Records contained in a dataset
____

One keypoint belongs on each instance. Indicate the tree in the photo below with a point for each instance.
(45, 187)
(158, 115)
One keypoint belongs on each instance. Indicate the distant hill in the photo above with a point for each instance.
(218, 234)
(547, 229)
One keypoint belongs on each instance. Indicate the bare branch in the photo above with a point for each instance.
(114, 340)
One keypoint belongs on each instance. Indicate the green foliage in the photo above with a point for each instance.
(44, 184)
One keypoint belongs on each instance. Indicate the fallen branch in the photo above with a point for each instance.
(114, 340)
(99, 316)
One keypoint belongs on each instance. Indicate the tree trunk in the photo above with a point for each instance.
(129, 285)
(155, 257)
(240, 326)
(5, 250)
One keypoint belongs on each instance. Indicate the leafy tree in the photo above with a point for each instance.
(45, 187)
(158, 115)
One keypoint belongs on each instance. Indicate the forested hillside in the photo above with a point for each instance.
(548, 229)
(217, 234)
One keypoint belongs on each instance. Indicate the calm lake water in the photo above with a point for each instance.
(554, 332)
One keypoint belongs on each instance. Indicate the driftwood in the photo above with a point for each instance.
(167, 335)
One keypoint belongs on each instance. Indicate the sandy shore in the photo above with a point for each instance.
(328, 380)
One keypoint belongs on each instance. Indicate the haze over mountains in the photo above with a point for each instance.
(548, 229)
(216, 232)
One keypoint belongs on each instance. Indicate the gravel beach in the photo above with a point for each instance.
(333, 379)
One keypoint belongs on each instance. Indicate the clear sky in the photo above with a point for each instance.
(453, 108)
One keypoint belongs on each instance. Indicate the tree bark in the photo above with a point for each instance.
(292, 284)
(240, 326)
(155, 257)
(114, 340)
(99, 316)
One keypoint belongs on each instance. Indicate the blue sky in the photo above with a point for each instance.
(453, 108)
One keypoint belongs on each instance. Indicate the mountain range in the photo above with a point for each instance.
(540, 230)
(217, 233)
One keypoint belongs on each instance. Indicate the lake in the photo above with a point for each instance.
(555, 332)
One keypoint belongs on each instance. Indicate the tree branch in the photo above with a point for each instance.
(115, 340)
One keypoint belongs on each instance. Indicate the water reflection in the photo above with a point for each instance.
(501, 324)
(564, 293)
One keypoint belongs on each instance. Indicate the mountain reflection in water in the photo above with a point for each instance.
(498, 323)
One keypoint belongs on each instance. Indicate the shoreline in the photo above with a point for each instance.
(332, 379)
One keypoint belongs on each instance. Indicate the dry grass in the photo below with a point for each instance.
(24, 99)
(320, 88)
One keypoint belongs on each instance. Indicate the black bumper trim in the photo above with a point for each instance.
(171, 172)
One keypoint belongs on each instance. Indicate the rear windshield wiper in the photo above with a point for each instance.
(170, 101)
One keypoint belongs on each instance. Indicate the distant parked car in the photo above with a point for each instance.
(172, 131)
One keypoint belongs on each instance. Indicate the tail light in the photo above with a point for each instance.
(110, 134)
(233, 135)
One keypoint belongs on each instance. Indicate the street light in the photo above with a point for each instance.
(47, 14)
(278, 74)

____

• REQUIREMENTS: Transcribe word for word the lines of the listing, beginning with the line that contains "One keypoint belongs on each instance. Indicate the lake" and continuing through the last line of the listing.

• COMPLETED TASK:
One keypoint belongs on each instance. Indicate the lake in the photo above with a point for each instance.
(555, 332)
One keypoint belongs on each instance. Indicate the tree branch in the photo above with a point for each instance.
(115, 340)
One keypoint belongs on each instance. Indicate the water reflection in the photo above with a point for each instance.
(501, 324)
(564, 293)
One keypoint belongs on each instance. Indicate the mountain reflection in water in the photo above with a point for each instance.
(498, 323)
One keypoint belongs on each instance. Indicate the shoreline in the photo above with a point for each instance.
(332, 379)
One keypoint belongs on each instance. Indicate the dry grass in the photo below with a point for each instance.
(24, 99)
(320, 88)
One keypoint belongs on each instance. Indicate the black bumper trim in the photo above with a point for each instance.
(171, 172)
One keypoint belongs on each instance. Indicate the rear windshield wiper in the photo above with a point for each instance.
(170, 101)
One keypoint belongs on each instance. Indicate the distant parked car in the photo above with a point for each instance.
(172, 131)
One keypoint belongs on each instance. Indicate the tail light in the photo above with a point for each instance.
(110, 134)
(233, 135)
One keypoint belongs on each instance. Indicate the street light in the photo above with a point for each instance.
(47, 14)
(278, 74)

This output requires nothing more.